— start —
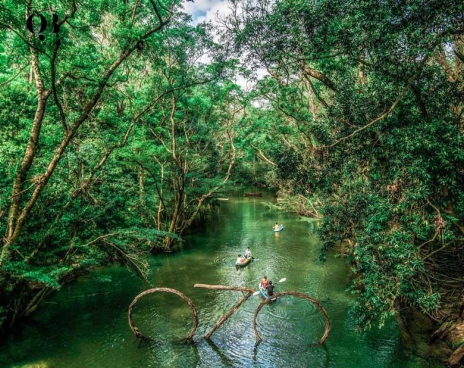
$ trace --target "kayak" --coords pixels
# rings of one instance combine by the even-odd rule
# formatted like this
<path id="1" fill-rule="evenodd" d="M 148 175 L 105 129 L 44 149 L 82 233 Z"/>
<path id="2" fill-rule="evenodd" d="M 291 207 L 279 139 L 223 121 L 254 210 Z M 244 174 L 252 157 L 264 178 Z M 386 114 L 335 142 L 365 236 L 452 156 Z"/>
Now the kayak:
<path id="1" fill-rule="evenodd" d="M 279 228 L 276 230 L 274 229 L 275 233 L 278 233 L 279 231 L 282 231 L 284 229 L 284 225 L 279 225 Z"/>
<path id="2" fill-rule="evenodd" d="M 264 289 L 261 288 L 261 283 L 258 284 L 258 289 L 261 293 L 262 296 L 264 296 L 266 299 L 269 299 L 269 295 L 267 295 L 266 291 L 264 291 Z M 277 298 L 275 297 L 275 295 L 271 296 L 270 298 L 273 302 L 275 302 L 277 300 Z"/>
<path id="3" fill-rule="evenodd" d="M 237 267 L 243 267 L 243 266 L 246 266 L 247 264 L 249 264 L 251 262 L 251 260 L 253 259 L 253 257 L 250 257 L 250 258 L 246 258 L 243 262 L 239 263 L 239 262 L 235 262 L 235 265 Z"/>

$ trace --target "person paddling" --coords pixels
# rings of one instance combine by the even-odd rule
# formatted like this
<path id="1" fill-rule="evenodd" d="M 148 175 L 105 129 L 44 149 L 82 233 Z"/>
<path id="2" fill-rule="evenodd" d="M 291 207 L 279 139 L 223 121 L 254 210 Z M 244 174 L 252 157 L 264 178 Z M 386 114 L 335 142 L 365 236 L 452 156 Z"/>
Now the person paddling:
<path id="1" fill-rule="evenodd" d="M 266 289 L 268 285 L 269 285 L 269 281 L 267 280 L 267 276 L 264 276 L 259 286 L 261 289 Z"/>
<path id="2" fill-rule="evenodd" d="M 269 281 L 269 284 L 266 286 L 266 294 L 269 298 L 274 295 L 274 285 L 272 284 L 272 281 Z"/>

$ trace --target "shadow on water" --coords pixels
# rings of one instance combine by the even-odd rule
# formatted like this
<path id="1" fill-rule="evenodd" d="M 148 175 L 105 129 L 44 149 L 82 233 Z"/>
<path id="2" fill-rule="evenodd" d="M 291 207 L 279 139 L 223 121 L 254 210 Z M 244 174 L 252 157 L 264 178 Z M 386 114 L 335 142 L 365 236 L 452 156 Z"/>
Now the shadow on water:
<path id="1" fill-rule="evenodd" d="M 114 266 L 66 285 L 29 322 L 4 338 L 0 367 L 432 367 L 430 361 L 405 353 L 393 319 L 382 329 L 355 331 L 349 313 L 355 296 L 346 292 L 347 265 L 331 257 L 321 264 L 314 235 L 317 222 L 261 203 L 273 200 L 266 194 L 231 196 L 214 209 L 207 224 L 190 230 L 184 250 L 149 260 L 154 287 L 179 290 L 195 304 L 199 325 L 194 345 L 165 340 L 139 346 L 127 312 L 134 297 L 148 287 L 125 268 Z M 272 231 L 275 222 L 285 226 L 278 236 Z M 246 247 L 259 261 L 236 270 L 237 254 Z M 264 341 L 257 348 L 251 323 L 259 297 L 247 300 L 212 339 L 201 337 L 240 295 L 197 289 L 194 284 L 255 289 L 264 275 L 273 281 L 286 278 L 276 285 L 277 292 L 299 291 L 323 304 L 331 331 L 322 346 L 309 346 L 323 334 L 320 313 L 311 303 L 291 297 L 262 309 L 258 323 Z M 137 304 L 134 313 L 148 335 L 170 339 L 186 336 L 191 329 L 191 311 L 177 296 L 154 294 Z"/>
— end —
__INSTRUCTIONS FOR THE TASK__. Switch every "pixels" to "normalized" in all the items above and write them out again with nothing else changed. Leave out the pictures.

__ANSWER TO THIS PROBLEM__.
$ trace --target "kayak" --coords normalized
# rings of one instance combine by the even-odd rule
# formatted like this
<path id="1" fill-rule="evenodd" d="M 148 175 L 105 129 L 44 149 L 82 233 Z"/>
<path id="2" fill-rule="evenodd" d="M 291 207 L 279 139 L 223 121 L 254 210 Z M 244 174 L 252 157 L 264 178 Z M 386 114 L 335 142 L 365 236 L 452 156 Z"/>
Now the kayak:
<path id="1" fill-rule="evenodd" d="M 279 228 L 276 230 L 274 229 L 275 233 L 278 233 L 279 231 L 282 231 L 284 229 L 284 225 L 279 225 Z"/>
<path id="2" fill-rule="evenodd" d="M 264 289 L 261 288 L 261 283 L 258 284 L 258 289 L 261 293 L 262 296 L 264 296 L 266 299 L 269 299 L 269 295 L 267 295 L 266 291 L 264 291 Z M 277 298 L 275 297 L 275 295 L 271 296 L 270 298 L 273 302 L 275 302 L 277 300 Z"/>
<path id="3" fill-rule="evenodd" d="M 237 267 L 243 267 L 243 266 L 246 266 L 247 264 L 249 264 L 251 262 L 251 260 L 253 259 L 253 257 L 250 257 L 250 258 L 246 258 L 243 262 L 239 263 L 239 262 L 235 262 L 235 265 Z"/>

$ trace --target "person paddling" --coords normalized
# rings of one instance combine by the even-odd rule
# formatted like this
<path id="1" fill-rule="evenodd" d="M 148 175 L 105 129 L 44 149 L 82 233 Z"/>
<path id="2" fill-rule="evenodd" d="M 291 207 L 279 139 L 223 121 L 254 210 Z M 244 174 L 252 157 L 264 178 Z M 386 114 L 335 142 L 365 236 L 452 156 Z"/>
Now the person paddling:
<path id="1" fill-rule="evenodd" d="M 266 289 L 268 285 L 269 285 L 269 281 L 267 280 L 267 276 L 264 276 L 259 286 L 261 289 Z"/>
<path id="2" fill-rule="evenodd" d="M 269 281 L 269 284 L 266 286 L 266 294 L 269 298 L 274 295 L 274 285 L 272 284 L 272 281 Z"/>

$ trace --target "shadow on water" --coords normalized
# rings of one instance combine by the even-odd rule
# formatted like this
<path id="1" fill-rule="evenodd" d="M 148 175 L 105 129 L 44 149 L 82 233 Z"/>
<path id="2" fill-rule="evenodd" d="M 291 207 L 279 139 L 223 121 L 254 210 Z M 244 174 L 252 157 L 264 178 Z M 386 114 L 335 142 L 365 236 L 452 156 Z"/>
Now the shadow on water:
<path id="1" fill-rule="evenodd" d="M 114 266 L 66 285 L 29 322 L 4 338 L 0 367 L 432 367 L 430 361 L 405 353 L 393 319 L 382 329 L 355 331 L 349 313 L 355 296 L 346 292 L 347 265 L 331 257 L 321 264 L 314 235 L 317 222 L 261 203 L 273 200 L 266 194 L 231 196 L 214 209 L 207 224 L 190 230 L 184 250 L 149 260 L 154 287 L 179 290 L 195 304 L 199 325 L 194 345 L 165 340 L 139 346 L 127 312 L 134 297 L 148 287 L 125 268 Z M 272 231 L 275 222 L 285 226 L 278 236 Z M 246 247 L 259 261 L 236 270 L 237 254 Z M 264 341 L 257 348 L 251 323 L 259 297 L 247 300 L 212 339 L 201 337 L 240 295 L 197 289 L 194 284 L 255 289 L 264 275 L 273 281 L 286 278 L 276 285 L 277 292 L 299 291 L 323 304 L 331 331 L 322 346 L 309 346 L 323 334 L 320 313 L 311 303 L 291 297 L 262 309 L 258 323 Z M 137 304 L 134 313 L 148 335 L 170 339 L 186 336 L 191 329 L 191 311 L 177 296 L 154 294 Z"/>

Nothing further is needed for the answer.